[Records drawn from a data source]
○ ○ ○ ○
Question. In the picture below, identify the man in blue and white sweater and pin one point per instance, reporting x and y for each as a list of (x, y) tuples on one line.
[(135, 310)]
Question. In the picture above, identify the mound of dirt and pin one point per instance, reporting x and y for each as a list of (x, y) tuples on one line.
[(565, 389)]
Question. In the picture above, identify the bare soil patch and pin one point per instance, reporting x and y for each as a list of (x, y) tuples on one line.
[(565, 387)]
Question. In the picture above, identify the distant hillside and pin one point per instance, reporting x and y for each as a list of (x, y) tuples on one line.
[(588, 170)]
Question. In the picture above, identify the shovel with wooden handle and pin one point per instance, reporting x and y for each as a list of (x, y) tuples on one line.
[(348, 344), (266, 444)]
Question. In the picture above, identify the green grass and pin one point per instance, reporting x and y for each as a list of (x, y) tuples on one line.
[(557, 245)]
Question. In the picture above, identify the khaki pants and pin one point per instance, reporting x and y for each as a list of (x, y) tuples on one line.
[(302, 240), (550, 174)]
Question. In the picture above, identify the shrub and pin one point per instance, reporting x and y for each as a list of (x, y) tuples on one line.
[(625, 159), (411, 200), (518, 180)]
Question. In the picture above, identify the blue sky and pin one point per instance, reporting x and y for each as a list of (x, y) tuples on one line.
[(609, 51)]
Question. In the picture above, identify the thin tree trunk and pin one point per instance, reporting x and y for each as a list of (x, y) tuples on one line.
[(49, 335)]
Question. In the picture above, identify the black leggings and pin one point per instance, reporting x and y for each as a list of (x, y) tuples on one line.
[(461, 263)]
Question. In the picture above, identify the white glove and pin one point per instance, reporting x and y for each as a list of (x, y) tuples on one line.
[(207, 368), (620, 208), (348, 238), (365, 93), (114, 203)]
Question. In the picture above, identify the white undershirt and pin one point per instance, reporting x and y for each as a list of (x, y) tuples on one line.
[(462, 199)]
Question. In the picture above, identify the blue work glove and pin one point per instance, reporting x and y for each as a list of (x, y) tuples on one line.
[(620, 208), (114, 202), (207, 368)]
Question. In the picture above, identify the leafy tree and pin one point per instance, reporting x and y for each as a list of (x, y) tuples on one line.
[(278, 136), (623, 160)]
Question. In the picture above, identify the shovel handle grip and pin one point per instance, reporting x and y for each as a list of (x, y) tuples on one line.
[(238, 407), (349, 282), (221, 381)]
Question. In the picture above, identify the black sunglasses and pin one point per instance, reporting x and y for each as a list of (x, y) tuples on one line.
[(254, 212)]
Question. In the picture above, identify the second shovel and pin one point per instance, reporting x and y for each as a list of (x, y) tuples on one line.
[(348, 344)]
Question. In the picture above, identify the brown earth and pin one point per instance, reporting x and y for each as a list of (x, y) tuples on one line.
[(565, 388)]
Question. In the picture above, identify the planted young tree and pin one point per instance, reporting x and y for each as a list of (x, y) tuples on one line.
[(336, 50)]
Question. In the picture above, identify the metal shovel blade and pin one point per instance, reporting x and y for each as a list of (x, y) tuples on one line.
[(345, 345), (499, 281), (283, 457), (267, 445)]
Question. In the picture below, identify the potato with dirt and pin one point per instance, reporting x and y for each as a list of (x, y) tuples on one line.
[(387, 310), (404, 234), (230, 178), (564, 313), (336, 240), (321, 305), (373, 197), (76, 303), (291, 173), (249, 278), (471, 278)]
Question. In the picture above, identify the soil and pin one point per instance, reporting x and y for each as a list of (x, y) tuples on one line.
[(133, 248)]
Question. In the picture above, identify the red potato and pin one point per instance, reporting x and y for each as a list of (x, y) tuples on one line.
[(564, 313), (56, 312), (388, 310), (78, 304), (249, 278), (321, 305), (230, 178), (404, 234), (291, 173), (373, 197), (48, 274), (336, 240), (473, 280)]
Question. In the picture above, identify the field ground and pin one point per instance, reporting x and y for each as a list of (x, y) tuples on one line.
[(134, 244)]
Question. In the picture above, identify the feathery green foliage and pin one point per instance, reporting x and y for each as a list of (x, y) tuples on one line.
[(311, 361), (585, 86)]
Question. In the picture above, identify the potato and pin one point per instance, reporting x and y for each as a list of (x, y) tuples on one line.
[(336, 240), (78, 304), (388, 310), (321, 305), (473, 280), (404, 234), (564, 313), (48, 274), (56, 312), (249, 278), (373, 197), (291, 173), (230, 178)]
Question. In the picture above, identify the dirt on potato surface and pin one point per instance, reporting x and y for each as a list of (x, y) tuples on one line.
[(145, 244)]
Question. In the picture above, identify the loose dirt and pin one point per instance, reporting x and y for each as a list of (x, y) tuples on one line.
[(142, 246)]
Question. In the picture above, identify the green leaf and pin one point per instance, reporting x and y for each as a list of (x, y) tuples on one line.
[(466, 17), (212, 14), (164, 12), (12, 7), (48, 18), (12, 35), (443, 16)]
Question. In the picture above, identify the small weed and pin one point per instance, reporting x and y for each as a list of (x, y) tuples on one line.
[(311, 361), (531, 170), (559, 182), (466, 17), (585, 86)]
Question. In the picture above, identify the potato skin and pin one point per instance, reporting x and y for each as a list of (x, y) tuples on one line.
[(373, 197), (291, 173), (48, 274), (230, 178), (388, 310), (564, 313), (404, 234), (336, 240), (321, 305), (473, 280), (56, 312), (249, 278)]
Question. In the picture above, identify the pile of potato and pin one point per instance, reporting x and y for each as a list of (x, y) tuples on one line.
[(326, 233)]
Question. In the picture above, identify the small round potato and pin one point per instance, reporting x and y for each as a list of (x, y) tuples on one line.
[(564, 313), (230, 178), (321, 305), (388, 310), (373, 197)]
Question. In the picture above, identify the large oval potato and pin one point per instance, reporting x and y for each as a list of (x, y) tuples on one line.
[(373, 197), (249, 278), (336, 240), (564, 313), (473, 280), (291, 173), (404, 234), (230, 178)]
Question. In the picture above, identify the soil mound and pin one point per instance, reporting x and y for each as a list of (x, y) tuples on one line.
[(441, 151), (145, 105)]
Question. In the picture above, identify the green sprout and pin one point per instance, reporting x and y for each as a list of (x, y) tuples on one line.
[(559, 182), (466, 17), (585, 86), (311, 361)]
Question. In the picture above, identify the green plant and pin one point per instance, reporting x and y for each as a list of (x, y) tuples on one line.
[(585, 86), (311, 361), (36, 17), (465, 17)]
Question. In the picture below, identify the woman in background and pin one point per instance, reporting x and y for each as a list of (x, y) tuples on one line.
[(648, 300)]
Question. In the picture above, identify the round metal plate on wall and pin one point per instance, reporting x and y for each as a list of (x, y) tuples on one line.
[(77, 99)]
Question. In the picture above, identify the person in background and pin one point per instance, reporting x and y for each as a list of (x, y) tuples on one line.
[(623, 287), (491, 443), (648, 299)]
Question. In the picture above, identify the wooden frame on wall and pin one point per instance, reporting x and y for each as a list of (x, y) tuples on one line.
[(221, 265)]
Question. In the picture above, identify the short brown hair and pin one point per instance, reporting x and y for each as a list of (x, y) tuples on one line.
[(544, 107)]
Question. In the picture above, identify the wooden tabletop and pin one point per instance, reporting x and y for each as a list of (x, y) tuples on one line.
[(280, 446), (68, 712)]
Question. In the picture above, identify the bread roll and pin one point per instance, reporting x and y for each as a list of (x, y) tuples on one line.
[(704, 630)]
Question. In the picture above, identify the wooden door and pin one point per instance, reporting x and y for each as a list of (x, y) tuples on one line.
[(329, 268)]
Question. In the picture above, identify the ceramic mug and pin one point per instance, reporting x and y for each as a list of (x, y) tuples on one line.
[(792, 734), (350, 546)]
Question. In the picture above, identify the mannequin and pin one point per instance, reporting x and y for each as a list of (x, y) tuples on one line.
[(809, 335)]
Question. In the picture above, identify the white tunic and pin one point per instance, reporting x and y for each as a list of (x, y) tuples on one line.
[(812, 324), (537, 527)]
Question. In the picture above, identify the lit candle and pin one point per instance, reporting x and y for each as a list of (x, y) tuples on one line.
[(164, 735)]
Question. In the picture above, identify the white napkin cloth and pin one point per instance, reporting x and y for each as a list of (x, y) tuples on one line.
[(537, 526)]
○ ○ ○ ○
AIM OF THE TASK:
Return these lines verbatim, starting at the line that contains "Question. In the picture above, identify the thin" and ending after the line that contains "[(49, 335)]".

EXERCISE RESULT:
Question. In the picture above, identify the thin tree trunk and pin one point per instance, reporting x and y for each as a list of (x, y) tuples on one line.
[(49, 335)]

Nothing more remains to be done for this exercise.